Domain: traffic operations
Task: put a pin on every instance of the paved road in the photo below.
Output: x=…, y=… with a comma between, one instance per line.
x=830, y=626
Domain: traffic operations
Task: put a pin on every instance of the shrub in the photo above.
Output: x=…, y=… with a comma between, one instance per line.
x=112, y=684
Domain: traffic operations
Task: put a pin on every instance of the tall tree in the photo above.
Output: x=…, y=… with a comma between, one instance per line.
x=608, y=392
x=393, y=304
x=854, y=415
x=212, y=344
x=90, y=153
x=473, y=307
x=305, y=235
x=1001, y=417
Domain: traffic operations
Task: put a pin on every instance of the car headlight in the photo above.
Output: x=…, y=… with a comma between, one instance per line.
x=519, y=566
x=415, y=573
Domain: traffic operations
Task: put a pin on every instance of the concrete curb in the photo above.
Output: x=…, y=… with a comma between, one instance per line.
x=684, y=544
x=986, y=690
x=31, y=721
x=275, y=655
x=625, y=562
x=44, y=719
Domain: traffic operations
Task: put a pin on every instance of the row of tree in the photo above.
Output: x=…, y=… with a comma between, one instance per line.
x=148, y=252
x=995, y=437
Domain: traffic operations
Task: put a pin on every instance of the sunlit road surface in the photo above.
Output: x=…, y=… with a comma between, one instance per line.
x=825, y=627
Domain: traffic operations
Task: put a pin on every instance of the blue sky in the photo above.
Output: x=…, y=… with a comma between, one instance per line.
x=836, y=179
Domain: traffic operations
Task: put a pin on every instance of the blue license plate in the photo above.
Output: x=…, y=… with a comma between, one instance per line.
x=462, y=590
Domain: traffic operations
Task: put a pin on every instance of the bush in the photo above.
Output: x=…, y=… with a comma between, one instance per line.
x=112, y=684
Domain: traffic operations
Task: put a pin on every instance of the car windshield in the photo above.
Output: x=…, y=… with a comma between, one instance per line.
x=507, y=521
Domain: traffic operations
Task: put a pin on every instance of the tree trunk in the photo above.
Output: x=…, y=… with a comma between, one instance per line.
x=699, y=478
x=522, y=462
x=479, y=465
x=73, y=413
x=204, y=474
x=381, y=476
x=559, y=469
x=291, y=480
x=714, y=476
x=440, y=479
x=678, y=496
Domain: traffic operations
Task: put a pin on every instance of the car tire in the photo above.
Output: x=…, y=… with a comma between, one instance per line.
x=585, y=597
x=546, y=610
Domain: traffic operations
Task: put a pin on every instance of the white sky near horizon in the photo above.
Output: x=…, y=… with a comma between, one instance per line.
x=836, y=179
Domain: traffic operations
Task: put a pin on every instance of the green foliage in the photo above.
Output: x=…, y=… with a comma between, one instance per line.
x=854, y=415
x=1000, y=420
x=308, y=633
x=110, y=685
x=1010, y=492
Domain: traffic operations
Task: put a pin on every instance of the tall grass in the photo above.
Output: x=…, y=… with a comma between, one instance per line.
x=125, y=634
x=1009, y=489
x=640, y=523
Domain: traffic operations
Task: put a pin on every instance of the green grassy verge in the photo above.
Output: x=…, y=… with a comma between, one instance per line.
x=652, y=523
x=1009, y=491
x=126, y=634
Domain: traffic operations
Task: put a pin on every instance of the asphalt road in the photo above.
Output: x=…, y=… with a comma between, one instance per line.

---------------

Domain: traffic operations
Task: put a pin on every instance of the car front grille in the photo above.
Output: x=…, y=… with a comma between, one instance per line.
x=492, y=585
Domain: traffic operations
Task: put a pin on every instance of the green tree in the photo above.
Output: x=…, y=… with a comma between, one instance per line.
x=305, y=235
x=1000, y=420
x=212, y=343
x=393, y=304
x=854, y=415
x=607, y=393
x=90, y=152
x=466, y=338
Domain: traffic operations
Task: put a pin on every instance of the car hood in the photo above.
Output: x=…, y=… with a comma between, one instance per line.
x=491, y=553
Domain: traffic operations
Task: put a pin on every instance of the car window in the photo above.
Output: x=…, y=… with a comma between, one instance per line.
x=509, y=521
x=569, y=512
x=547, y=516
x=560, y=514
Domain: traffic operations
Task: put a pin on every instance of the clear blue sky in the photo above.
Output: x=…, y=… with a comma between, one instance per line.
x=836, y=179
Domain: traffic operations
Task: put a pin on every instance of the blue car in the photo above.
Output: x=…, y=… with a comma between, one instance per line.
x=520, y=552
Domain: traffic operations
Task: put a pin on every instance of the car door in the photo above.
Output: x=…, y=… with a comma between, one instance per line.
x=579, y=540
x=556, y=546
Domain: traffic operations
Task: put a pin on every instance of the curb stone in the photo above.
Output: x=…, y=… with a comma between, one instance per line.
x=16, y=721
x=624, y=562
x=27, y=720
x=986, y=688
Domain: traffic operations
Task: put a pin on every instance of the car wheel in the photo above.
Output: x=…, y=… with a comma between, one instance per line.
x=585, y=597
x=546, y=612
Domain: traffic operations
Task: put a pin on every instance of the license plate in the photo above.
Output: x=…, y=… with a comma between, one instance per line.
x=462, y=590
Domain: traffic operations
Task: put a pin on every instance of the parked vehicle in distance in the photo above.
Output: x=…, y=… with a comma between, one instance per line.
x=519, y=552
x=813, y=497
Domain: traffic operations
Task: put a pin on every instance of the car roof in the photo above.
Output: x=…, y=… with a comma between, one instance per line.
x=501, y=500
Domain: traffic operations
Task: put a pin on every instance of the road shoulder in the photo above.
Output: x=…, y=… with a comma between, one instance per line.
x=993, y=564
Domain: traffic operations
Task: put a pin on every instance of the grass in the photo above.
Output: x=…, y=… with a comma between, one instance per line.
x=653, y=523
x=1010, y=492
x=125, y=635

---------------

EXERCISE: Extract every line of the material above that contains the string "blue", and list those lines in their original order.

FINISHED EXERCISE:
Task: put a pin on every instance of the blue sky in the photo above.
Task: put a pin on every instance of the blue license plate in the photo above.
Task: put a pin on every instance of the clear blue sky in the photo above.
Task: put a pin on every instance of the blue car in the photo above.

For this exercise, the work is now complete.